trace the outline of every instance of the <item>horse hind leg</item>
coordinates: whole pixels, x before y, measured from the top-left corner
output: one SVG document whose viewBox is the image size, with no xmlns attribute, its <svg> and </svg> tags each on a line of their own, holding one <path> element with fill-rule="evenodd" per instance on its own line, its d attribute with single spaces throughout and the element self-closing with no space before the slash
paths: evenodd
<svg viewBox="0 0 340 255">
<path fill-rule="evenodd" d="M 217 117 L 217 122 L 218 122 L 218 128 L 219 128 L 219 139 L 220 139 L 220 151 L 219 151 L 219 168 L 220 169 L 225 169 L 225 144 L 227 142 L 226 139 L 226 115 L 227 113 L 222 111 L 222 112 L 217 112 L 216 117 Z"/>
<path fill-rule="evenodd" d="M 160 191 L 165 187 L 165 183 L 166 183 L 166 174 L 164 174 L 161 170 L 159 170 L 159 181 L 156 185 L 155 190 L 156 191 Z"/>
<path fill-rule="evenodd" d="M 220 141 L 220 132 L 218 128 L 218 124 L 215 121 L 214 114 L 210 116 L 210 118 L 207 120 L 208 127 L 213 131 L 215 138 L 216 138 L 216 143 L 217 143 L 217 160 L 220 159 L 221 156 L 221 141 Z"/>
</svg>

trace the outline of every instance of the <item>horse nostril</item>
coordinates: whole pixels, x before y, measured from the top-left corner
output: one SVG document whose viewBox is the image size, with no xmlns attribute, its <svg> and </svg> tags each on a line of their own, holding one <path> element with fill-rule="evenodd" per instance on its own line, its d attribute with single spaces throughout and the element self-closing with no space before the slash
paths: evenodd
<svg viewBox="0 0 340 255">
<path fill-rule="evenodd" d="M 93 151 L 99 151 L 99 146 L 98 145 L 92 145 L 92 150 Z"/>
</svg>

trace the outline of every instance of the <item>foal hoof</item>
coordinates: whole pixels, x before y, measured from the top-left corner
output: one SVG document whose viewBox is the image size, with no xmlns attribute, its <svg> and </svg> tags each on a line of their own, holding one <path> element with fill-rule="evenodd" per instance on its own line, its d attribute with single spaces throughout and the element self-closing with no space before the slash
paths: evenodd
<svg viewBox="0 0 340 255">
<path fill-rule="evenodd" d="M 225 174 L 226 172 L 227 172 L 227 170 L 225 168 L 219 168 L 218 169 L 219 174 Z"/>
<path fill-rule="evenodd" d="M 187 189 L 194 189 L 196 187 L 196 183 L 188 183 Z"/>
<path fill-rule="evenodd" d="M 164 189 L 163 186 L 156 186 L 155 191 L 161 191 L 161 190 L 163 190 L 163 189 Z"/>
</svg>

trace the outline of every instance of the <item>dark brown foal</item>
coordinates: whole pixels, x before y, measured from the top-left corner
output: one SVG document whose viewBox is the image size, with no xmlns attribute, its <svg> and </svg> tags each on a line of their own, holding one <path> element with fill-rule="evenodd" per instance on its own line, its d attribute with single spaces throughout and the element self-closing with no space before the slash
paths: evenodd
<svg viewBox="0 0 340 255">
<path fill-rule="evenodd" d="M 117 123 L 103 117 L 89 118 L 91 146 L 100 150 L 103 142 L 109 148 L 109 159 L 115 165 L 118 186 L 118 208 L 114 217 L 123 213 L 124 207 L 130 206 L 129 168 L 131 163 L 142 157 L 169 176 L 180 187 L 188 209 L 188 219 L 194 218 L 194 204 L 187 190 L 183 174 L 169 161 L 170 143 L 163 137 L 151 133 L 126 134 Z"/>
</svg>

TASK DESCRIPTION ->
Copy each line in the listing where "every" appears.

SOLUTION ->
trace the outline of every instance of the <item>horse hind leg</item>
trace the outline of every instance of the <item>horse nostril</item>
trace the outline of every instance of the <item>foal hoof</item>
trace the outline of every instance of the <item>dark brown foal</item>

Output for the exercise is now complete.